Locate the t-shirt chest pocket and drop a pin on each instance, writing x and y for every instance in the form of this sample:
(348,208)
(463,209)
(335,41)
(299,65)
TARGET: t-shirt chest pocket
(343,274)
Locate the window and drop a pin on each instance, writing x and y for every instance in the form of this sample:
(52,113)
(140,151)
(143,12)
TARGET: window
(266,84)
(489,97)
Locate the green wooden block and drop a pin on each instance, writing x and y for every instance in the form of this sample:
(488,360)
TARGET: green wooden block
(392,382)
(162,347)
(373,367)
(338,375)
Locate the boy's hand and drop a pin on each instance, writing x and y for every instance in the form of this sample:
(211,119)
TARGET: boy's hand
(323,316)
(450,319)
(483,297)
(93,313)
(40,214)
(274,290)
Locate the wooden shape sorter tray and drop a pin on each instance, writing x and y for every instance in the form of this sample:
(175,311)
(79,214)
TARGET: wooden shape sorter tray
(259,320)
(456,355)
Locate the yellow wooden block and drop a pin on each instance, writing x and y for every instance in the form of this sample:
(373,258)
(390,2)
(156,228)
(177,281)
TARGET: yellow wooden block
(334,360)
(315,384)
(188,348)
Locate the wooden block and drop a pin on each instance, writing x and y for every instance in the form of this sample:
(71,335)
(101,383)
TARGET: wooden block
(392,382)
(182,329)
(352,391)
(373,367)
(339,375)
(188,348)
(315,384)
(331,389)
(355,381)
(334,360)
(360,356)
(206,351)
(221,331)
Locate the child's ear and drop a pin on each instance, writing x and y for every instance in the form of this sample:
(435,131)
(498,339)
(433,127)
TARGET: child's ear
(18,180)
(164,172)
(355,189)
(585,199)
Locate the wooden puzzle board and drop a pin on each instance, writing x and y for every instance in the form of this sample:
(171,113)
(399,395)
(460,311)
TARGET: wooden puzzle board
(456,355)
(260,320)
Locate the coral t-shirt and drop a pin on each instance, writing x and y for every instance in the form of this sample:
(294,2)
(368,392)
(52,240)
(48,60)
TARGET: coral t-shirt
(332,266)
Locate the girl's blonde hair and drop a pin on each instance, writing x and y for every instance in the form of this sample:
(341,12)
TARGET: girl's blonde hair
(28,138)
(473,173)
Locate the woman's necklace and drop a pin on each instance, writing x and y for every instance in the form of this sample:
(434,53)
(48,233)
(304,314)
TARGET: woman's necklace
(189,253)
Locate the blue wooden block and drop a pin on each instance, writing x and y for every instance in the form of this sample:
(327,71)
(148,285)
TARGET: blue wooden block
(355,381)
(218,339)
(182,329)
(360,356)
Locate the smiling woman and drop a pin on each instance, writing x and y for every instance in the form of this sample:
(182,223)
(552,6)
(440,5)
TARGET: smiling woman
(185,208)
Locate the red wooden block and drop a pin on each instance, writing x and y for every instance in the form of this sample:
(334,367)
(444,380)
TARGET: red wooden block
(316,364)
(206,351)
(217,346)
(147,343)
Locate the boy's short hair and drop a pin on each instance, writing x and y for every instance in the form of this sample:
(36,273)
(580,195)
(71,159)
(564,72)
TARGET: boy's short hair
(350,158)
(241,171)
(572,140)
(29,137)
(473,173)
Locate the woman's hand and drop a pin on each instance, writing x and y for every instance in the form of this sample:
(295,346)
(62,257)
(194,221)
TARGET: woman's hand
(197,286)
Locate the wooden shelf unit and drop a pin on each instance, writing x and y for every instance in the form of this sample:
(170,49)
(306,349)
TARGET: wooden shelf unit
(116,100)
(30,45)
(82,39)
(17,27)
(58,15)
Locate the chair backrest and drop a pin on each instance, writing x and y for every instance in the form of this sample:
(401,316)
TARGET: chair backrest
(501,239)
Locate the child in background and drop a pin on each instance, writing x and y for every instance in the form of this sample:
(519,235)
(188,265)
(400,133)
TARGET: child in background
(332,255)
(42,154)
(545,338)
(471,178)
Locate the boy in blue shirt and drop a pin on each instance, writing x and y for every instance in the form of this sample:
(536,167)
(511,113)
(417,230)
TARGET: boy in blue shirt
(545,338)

----

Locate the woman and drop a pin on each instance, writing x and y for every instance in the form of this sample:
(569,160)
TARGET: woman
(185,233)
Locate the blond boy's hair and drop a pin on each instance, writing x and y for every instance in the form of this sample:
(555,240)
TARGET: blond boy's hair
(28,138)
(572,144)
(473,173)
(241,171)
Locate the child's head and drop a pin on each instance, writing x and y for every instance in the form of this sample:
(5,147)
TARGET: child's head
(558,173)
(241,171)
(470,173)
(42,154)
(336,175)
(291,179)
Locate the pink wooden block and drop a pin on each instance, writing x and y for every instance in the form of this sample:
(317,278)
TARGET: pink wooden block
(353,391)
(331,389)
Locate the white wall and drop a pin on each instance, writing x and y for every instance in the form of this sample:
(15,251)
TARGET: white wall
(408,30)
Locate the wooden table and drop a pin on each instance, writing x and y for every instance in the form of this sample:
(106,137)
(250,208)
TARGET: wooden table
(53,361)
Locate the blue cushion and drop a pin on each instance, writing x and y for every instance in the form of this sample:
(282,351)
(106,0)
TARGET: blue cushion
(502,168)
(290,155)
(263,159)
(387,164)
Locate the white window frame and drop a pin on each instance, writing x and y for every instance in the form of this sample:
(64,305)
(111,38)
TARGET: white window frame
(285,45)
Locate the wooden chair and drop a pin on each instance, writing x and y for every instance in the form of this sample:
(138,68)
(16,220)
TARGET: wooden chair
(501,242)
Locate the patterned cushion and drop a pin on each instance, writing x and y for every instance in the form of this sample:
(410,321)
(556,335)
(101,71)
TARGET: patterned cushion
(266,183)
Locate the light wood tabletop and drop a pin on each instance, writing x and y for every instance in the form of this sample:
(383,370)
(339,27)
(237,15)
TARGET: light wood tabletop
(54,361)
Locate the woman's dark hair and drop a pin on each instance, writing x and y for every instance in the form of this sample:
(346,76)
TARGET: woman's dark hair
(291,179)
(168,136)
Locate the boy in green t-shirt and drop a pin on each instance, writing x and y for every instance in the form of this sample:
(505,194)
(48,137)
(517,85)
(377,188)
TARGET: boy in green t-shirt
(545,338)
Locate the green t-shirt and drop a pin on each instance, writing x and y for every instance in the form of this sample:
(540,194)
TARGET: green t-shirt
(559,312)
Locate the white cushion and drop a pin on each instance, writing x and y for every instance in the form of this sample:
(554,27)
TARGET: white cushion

----

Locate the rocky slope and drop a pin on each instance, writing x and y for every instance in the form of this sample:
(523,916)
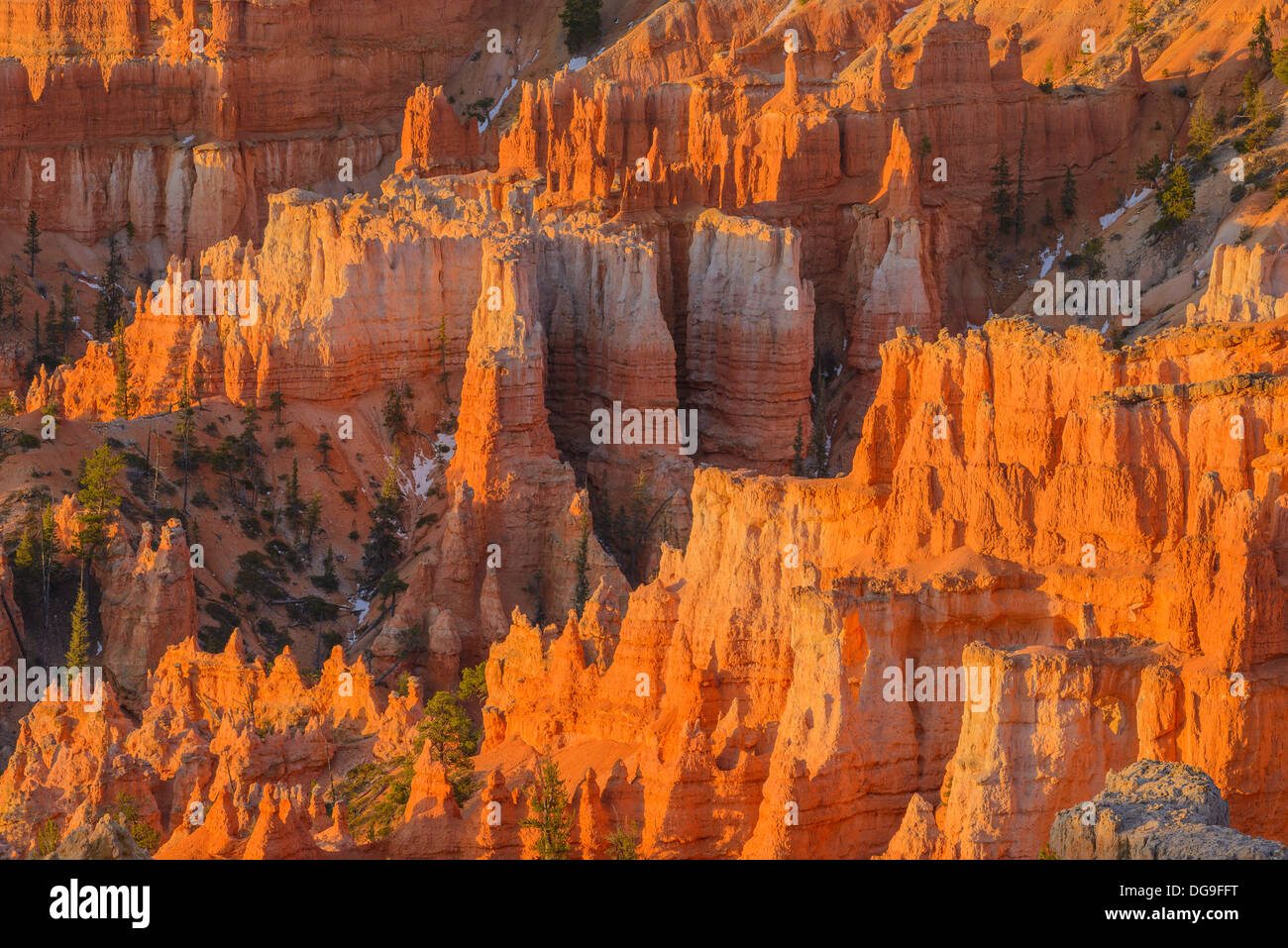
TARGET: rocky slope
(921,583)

----

Find each line above that contains the word "unit", and copy those lines out in full.

Locate the wooden shelf unit and drop a pin on each instance, writing x and y for every instance in the form of this sample:
TARGET: wooden shelf unit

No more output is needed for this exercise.